### Document extract
________________________

How to Deal with Pet Abuse
Interview with Dorothy Litwin
by Allan Tong
So you've adopted a cuddly dog from a rescue, but it behaves strangely, whether scared or hostile, without reason. Sadly, your dog may carry the scars of abuse from its previous owner. Just like humans, dogs can be traumatised by physical abuse at the hands of cruel people. The good news, however, is that professional behaviourists can heal your furry friend, though it demands time and patience. Guardian's Best asked Toronto animal behaviourist, Dorothy Litwin, what signs to look for in a dog, what treatment is available, and how you, the owner, can help.
What's are examples of an abused dog?
A dog might literally scream in panic, tremble, and even urinate in response to something very specific. For example, a person throwing a stick for the dog, yet the dog responds by cowering, screaming, shaking, voiding the bladder, etc. But sometimes, fearful or aggressive reactions that bring on fear can happen in a pet that wasn't even abused.
That animal may have never been exposed to that particular something/someone during the all-important socialisation window which in dogs is 3-14 weeks of age and in kittens 2-7 weeks. Once the socialisation period is over, the pet may show fearfulness to specific object/persons/situations. For example, cats are commonly frightened by vacuums or visitors to the home, but usually, kittens are not socialised with many household object/noises. Many kittens are born outside to stray mothers, or in barns or shelters. So, by the time they are brought into a home environment, they are usually past that critical socialisation time.

________________________

Region pointing data:
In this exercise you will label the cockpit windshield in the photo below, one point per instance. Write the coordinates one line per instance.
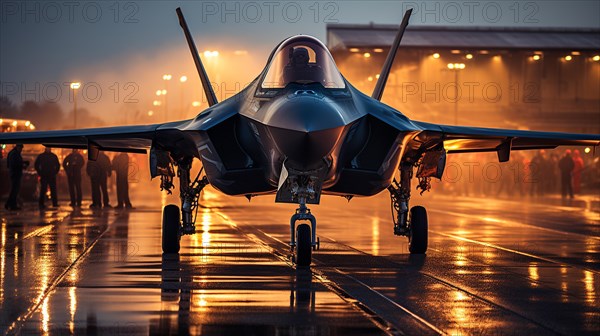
(302, 60)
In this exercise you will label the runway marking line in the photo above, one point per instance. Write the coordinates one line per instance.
(459, 214)
(16, 326)
(321, 277)
(514, 251)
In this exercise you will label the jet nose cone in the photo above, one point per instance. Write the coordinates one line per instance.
(305, 113)
(305, 128)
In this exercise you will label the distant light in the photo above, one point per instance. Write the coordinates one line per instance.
(456, 66)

________________________

### Work to be completed
Carry on the interview about abused dogs from the point where it stops. The items were taken from a different source than the text.

### Written answer
Should an owner force an animal to face its fear?
No. It's inhumane. Unless the fear is very mild, this approach will likely create more fear and anxiety for the animal. None of us likes to be forced to experience a scary situation.
What can an owner do to put their pet at ease and gain its trust?
Allow the animal control over its environment by letting it avoid the things it is afraid of and letting it become more at ease on its own schedule. One owner, I knew noticed that her new dog didn't like to be touched and would shrink back. How does this owner get her pet to trust her? Start by touching lightly (as light as necessary to avoid the fearful response) or on a different part of the body (an area that does not cause the fearful response). Over time, move closer to the area the dog is sensitive about or increase pressure. Always have loads of yummy treats while doing this or perform the exercise while playing a fun game with your dog to keep your dog in a happy mood.
If an owner doesn't make progress, how else can she treat her abused pet?
Find a professional who's well-versed in evidence-based behaviour therapies and can resolve fearfulness. We use techniques, such as systematic desensitisation (SD) and counter-conditioning (CC) to overcome fears. SD exposes the individual to the “scary” thing gradually without creating a fearful response. CC means changing how the individual feels. In the case of fear, we want the animal to feel either neutral or happy instead of afraid.
What qualifications should the professional have? Some owners will automatically go to their vet, asking for behavioural treatment, but are vets trained in this area?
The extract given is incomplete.